**YOUR OBJECTIVE**
Which lines run from the one containing "Mark the signpost" to the end of the records? Write them out exactly, both ends included, and nothing else.

Dataset entries:

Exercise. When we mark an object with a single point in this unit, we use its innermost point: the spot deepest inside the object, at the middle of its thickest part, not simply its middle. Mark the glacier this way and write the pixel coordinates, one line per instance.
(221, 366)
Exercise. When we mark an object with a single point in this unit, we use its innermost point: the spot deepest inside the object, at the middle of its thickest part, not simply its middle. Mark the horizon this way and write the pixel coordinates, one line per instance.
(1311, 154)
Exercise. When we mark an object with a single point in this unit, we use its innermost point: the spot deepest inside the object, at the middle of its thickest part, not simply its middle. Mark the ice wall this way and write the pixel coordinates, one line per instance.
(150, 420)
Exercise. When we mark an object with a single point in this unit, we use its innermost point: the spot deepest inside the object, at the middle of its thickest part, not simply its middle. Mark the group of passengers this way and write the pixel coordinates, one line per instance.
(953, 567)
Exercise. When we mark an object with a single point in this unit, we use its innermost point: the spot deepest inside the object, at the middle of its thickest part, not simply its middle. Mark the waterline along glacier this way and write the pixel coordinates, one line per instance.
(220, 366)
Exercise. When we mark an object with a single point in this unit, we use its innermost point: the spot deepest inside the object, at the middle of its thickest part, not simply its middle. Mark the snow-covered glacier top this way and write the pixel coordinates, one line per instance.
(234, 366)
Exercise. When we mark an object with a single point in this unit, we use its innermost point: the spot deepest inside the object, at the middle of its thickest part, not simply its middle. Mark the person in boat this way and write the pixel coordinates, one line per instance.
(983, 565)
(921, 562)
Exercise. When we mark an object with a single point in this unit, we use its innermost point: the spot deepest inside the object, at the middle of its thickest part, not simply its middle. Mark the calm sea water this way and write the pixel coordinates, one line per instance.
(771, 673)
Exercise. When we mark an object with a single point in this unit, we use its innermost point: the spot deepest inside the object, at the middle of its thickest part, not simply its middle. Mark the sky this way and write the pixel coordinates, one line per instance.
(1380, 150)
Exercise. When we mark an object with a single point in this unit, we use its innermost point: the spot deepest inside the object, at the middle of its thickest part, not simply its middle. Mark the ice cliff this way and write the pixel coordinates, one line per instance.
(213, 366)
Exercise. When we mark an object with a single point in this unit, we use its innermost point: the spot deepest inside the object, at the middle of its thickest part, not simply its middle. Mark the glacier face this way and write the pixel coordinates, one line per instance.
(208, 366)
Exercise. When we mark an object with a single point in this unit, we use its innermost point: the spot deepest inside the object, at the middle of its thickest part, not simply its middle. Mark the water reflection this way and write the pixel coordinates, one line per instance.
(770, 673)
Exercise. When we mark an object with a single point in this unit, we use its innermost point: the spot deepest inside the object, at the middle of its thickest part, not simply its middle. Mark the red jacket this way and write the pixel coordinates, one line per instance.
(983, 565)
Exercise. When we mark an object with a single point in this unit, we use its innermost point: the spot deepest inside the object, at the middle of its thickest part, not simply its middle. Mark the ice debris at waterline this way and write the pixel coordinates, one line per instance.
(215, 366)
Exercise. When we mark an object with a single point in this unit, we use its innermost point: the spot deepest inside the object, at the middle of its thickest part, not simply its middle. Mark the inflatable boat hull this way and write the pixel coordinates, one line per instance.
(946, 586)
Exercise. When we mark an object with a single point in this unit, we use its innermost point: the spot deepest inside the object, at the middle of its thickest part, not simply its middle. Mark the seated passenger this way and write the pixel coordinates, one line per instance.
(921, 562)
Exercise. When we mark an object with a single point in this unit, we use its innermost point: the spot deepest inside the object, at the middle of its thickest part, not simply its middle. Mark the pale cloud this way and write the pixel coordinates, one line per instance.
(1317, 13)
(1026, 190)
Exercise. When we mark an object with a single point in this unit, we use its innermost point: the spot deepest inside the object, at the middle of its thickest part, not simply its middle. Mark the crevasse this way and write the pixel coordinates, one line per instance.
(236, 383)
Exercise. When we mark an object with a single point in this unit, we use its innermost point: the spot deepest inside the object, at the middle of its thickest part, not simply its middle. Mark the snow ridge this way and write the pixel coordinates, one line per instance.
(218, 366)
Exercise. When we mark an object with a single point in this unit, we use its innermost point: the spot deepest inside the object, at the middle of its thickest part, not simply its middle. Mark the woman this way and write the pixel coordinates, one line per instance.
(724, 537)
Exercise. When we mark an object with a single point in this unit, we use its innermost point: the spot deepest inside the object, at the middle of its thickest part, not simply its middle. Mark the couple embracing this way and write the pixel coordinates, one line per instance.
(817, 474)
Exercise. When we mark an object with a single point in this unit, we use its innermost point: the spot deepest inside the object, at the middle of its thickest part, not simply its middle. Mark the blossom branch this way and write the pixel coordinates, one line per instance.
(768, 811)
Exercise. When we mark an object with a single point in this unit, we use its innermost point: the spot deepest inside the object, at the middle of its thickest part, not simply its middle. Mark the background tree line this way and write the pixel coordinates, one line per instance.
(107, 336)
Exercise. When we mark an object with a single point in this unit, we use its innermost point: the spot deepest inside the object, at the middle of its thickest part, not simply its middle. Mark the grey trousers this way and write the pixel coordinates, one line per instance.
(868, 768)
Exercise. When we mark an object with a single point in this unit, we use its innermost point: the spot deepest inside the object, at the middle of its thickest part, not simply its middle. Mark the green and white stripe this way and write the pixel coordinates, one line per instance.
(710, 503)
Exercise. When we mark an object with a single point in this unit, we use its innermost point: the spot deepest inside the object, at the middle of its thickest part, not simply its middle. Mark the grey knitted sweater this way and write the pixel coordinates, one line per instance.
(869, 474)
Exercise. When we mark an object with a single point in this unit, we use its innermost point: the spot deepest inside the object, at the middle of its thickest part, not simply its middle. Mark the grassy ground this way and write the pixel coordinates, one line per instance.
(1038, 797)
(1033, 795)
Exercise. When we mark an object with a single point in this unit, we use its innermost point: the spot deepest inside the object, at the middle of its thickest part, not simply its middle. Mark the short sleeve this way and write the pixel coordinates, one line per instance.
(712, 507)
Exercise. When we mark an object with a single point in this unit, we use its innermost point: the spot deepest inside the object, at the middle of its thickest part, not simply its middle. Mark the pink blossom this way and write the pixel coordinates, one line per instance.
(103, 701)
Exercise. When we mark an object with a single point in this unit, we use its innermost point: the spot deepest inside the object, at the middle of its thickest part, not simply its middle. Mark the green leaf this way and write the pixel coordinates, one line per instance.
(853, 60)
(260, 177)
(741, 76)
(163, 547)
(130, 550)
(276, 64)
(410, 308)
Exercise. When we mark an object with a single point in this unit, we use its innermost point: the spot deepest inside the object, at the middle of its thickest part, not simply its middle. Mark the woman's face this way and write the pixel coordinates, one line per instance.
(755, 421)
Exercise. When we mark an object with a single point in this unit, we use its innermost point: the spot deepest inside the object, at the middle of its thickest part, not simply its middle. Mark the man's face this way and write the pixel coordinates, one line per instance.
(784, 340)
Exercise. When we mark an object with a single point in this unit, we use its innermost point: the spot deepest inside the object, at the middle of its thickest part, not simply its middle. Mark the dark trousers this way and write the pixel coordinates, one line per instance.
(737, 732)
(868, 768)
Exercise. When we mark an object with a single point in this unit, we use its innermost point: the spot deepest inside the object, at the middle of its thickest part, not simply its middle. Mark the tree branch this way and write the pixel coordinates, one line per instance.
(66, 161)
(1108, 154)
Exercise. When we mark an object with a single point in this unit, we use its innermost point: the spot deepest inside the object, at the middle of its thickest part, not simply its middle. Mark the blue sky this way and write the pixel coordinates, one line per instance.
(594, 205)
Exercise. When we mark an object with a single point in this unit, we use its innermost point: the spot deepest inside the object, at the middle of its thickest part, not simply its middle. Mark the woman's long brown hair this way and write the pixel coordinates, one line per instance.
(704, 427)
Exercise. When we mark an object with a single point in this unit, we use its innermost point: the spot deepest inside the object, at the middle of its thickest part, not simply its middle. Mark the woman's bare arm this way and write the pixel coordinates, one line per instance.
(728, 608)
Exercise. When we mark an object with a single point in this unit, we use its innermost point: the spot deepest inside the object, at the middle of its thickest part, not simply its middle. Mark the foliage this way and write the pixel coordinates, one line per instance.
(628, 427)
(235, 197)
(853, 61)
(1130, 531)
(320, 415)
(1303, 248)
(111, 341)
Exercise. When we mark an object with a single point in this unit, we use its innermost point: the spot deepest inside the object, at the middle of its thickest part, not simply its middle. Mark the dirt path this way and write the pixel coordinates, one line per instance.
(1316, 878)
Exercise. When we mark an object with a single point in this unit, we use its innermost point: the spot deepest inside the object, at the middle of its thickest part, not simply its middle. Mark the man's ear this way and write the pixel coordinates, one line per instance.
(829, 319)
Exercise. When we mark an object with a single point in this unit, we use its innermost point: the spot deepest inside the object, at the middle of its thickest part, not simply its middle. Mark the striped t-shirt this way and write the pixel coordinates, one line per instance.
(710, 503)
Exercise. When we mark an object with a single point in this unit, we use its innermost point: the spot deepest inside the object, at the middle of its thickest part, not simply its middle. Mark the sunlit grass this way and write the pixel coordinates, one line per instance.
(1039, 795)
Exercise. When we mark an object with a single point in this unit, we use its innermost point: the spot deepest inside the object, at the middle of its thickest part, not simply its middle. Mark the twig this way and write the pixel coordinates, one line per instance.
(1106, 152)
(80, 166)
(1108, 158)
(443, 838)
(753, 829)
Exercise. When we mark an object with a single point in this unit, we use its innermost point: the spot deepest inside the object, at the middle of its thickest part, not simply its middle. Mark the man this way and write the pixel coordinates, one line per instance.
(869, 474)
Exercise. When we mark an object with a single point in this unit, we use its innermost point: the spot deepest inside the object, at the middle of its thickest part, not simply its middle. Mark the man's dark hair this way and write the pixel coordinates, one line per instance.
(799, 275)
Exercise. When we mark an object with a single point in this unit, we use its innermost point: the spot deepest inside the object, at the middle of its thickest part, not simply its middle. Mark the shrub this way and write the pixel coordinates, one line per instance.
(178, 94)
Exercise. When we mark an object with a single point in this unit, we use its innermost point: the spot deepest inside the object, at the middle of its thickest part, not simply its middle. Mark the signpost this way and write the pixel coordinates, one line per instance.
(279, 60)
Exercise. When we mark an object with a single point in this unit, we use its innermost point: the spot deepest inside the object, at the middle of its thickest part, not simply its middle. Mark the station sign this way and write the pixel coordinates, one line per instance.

**ANSWER BELOW**
Exercise. When we mark an object with a single point in this unit, we use its innermost point: the spot deepest inside the object, at the middle of its thickest part, not simply its middle. Mark the signpost this way and write the pixel coordinates, one line per instance.
(279, 60)
Exercise. When we mark an object with a single point in this unit, we use its innermost point: the spot deepest inside the object, at the middle of its thickest part, not simply its middle. Mark the station sign this way and write the pixel coordinates, one line per instance.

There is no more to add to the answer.